[Opening Source data section]

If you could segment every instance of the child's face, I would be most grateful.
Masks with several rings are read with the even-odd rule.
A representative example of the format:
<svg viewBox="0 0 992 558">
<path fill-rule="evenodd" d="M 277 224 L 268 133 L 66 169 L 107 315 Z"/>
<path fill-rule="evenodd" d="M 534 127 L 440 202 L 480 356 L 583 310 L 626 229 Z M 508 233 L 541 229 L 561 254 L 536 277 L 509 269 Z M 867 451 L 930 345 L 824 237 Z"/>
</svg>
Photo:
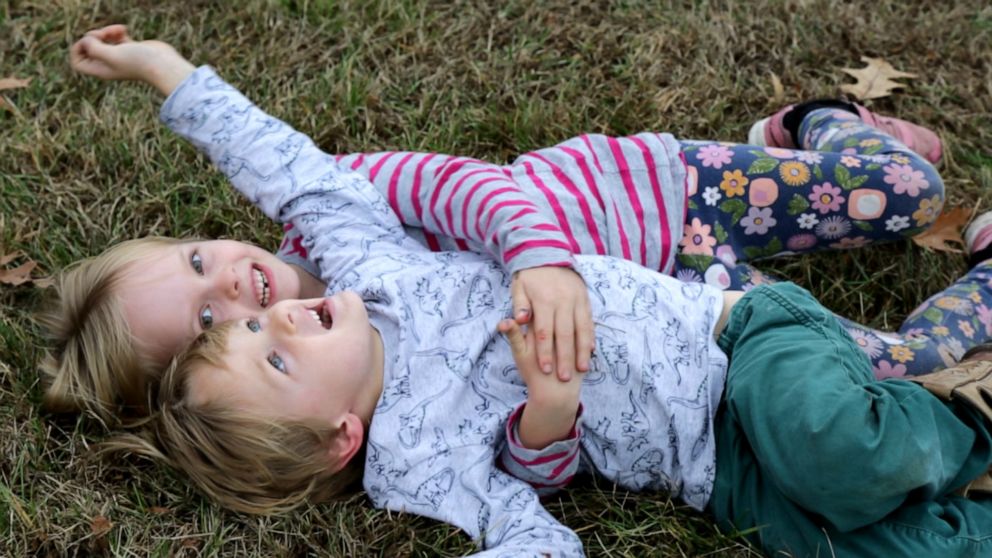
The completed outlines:
<svg viewBox="0 0 992 558">
<path fill-rule="evenodd" d="M 211 240 L 174 244 L 137 262 L 123 278 L 120 295 L 138 345 L 164 364 L 214 324 L 299 298 L 300 280 L 257 246 Z"/>
<path fill-rule="evenodd" d="M 190 376 L 194 404 L 338 426 L 349 414 L 370 419 L 381 392 L 382 344 L 352 292 L 279 302 L 238 321 L 222 361 Z"/>
</svg>

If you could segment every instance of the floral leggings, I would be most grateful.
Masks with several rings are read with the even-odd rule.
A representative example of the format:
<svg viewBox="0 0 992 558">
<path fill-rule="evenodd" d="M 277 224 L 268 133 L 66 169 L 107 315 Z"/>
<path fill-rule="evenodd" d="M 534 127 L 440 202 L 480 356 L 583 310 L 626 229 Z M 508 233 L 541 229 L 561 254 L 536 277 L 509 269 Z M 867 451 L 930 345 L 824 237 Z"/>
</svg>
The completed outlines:
<svg viewBox="0 0 992 558">
<path fill-rule="evenodd" d="M 818 109 L 789 150 L 683 141 L 686 228 L 676 276 L 747 290 L 774 279 L 739 261 L 845 249 L 919 234 L 944 187 L 929 162 L 842 109 Z M 875 375 L 916 375 L 956 362 L 992 336 L 992 262 L 925 302 L 898 333 L 839 318 Z"/>
</svg>

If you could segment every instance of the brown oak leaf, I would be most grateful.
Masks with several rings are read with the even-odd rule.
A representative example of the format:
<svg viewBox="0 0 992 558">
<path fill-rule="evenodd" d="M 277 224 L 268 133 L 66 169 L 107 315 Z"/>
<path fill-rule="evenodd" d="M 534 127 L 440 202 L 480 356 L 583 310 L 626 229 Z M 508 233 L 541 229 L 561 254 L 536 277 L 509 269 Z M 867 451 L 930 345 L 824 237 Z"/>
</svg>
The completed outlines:
<svg viewBox="0 0 992 558">
<path fill-rule="evenodd" d="M 853 77 L 857 83 L 845 83 L 840 90 L 862 101 L 878 99 L 892 94 L 893 89 L 906 87 L 904 84 L 892 81 L 898 78 L 915 78 L 916 74 L 900 72 L 881 58 L 862 56 L 861 61 L 868 64 L 860 70 L 841 68 L 840 71 Z"/>
<path fill-rule="evenodd" d="M 945 209 L 929 229 L 913 237 L 913 242 L 939 252 L 960 254 L 963 250 L 953 245 L 964 247 L 961 231 L 971 220 L 971 214 L 972 210 L 964 207 L 955 207 L 949 211 Z"/>
</svg>

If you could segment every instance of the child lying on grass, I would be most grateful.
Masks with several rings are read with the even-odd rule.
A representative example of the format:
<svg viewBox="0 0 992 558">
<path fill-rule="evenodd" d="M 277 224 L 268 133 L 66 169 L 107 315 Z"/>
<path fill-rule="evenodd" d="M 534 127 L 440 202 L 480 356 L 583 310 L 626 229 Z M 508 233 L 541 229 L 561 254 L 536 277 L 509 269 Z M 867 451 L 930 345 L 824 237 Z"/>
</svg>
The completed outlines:
<svg viewBox="0 0 992 558">
<path fill-rule="evenodd" d="M 533 334 L 504 321 L 507 270 L 410 239 L 368 180 L 210 68 L 177 78 L 165 122 L 293 224 L 333 294 L 201 334 L 166 373 L 144 435 L 118 447 L 258 513 L 361 476 L 376 506 L 450 522 L 494 556 L 581 554 L 499 464 L 552 489 L 585 470 L 666 491 L 722 525 L 760 527 L 770 553 L 992 551 L 989 500 L 955 494 L 988 484 L 989 409 L 972 397 L 987 362 L 927 378 L 964 377 L 947 403 L 875 381 L 851 335 L 794 285 L 742 295 L 576 256 L 596 352 L 581 382 L 562 382 L 540 371 Z M 228 109 L 246 125 L 218 134 Z M 990 267 L 938 300 L 989 300 Z"/>
<path fill-rule="evenodd" d="M 79 41 L 73 66 L 145 81 L 166 95 L 192 71 L 168 45 L 133 42 L 120 25 Z M 257 124 L 235 107 L 198 110 L 213 108 L 223 124 L 211 141 Z M 593 335 L 585 285 L 570 271 L 576 253 L 611 254 L 686 281 L 741 289 L 764 276 L 735 266 L 737 258 L 899 238 L 939 211 L 939 176 L 902 143 L 938 160 L 940 142 L 925 129 L 856 105 L 817 102 L 786 107 L 752 131 L 753 141 L 767 147 L 678 142 L 668 134 L 581 136 L 505 167 L 396 152 L 337 162 L 367 177 L 422 244 L 468 248 L 502 262 L 514 274 L 514 316 L 521 323 L 533 317 L 542 332 L 542 368 L 557 360 L 565 379 L 587 369 Z M 826 151 L 783 149 L 797 144 Z M 295 148 L 283 146 L 274 172 L 295 164 Z M 250 160 L 218 164 L 232 175 L 253 172 Z M 198 332 L 279 300 L 323 294 L 326 285 L 298 231 L 289 231 L 278 256 L 232 241 L 143 239 L 77 266 L 64 277 L 61 306 L 50 320 L 58 342 L 43 365 L 52 379 L 49 406 L 88 408 L 104 419 L 121 405 L 141 412 L 148 385 Z M 933 336 L 907 344 L 845 326 L 881 375 L 928 371 L 963 351 Z M 951 329 L 958 334 L 951 339 L 960 337 L 953 323 Z"/>
</svg>

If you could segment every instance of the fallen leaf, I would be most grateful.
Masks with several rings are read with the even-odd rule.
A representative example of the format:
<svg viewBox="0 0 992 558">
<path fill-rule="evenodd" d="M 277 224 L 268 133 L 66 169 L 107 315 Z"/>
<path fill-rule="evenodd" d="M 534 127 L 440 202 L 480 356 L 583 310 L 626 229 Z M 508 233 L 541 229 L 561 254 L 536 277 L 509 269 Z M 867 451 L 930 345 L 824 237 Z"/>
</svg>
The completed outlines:
<svg viewBox="0 0 992 558">
<path fill-rule="evenodd" d="M 93 532 L 93 535 L 97 537 L 106 535 L 113 526 L 114 524 L 102 515 L 98 515 L 90 520 L 90 530 Z"/>
<path fill-rule="evenodd" d="M 10 262 L 14 261 L 17 258 L 20 258 L 23 255 L 24 255 L 24 252 L 11 252 L 9 254 L 5 254 L 3 256 L 0 256 L 0 265 L 7 265 Z"/>
<path fill-rule="evenodd" d="M 6 89 L 20 89 L 21 87 L 27 87 L 31 83 L 31 78 L 28 79 L 17 79 L 17 78 L 0 78 L 0 91 Z"/>
<path fill-rule="evenodd" d="M 152 506 L 148 508 L 148 511 L 150 511 L 155 515 L 165 515 L 167 513 L 172 513 L 172 510 L 170 510 L 169 508 L 163 508 L 162 506 Z"/>
<path fill-rule="evenodd" d="M 782 101 L 785 100 L 785 88 L 782 87 L 782 80 L 778 79 L 778 76 L 772 74 L 772 98 L 771 104 L 780 105 Z"/>
<path fill-rule="evenodd" d="M 955 248 L 952 244 L 964 247 L 961 231 L 971 220 L 972 210 L 955 207 L 950 211 L 944 210 L 940 217 L 930 225 L 930 228 L 913 237 L 918 246 L 932 248 L 938 252 L 954 252 L 960 254 L 964 250 Z"/>
<path fill-rule="evenodd" d="M 31 280 L 31 270 L 37 265 L 37 262 L 25 262 L 14 269 L 0 269 L 0 283 L 11 286 L 27 283 Z"/>
<path fill-rule="evenodd" d="M 853 68 L 841 68 L 845 74 L 857 80 L 857 83 L 845 83 L 840 86 L 840 90 L 848 95 L 856 97 L 862 101 L 868 99 L 878 99 L 892 94 L 893 89 L 906 87 L 905 85 L 892 81 L 897 78 L 915 78 L 916 74 L 900 72 L 881 58 L 869 58 L 862 56 L 861 61 L 868 64 L 860 70 Z"/>
</svg>

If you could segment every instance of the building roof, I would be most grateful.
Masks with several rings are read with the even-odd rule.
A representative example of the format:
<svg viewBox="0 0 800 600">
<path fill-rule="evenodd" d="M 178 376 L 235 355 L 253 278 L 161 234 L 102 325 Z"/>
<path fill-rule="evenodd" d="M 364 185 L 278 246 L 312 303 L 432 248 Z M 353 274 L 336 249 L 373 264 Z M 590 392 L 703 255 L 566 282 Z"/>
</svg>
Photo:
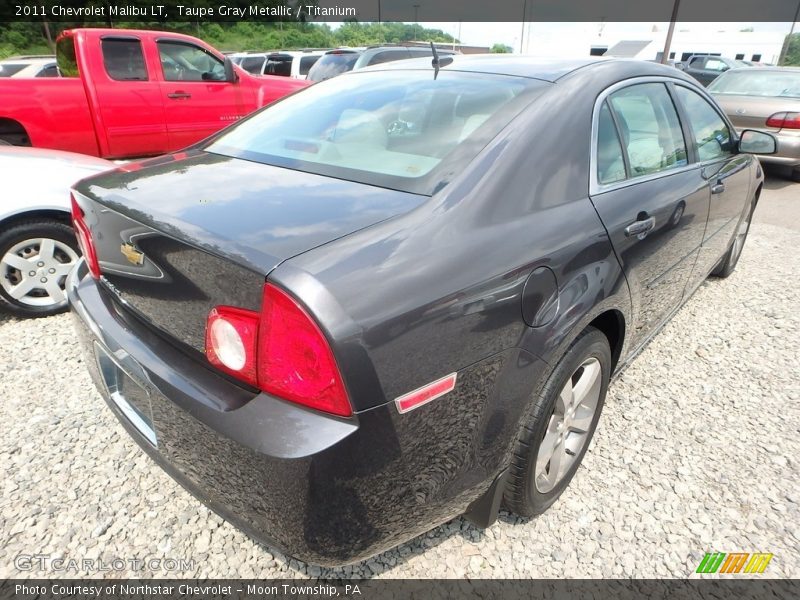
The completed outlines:
<svg viewBox="0 0 800 600">
<path fill-rule="evenodd" d="M 652 40 L 622 40 L 606 50 L 604 56 L 616 58 L 635 58 L 639 52 L 647 48 Z"/>
</svg>

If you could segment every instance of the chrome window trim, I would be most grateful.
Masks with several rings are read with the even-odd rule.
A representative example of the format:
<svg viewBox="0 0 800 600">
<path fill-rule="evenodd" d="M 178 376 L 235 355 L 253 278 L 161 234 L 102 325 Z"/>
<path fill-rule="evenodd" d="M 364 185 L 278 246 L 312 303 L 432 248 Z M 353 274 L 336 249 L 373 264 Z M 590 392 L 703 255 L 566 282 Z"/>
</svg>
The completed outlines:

[Closing Source data section]

● **Aim of the task**: If a line above contains the word "every", list it.

● **Result**:
If you could segment every instance of the child's face, I would be most grateful.
If you could segment every instance of the floral leggings, I would be most grateful.
If you could segment every instance of the brown oak leaf, I would be most grateful.
If you could segment every instance of the child lying on grass, I would be most grateful.
If you could segment every instance of the fallen leaf, I would be most grateful.
If you could segment every instance of the building roof, I would be most grateful.
If you could segment every instance of the chrome window trim, I would be most grateful.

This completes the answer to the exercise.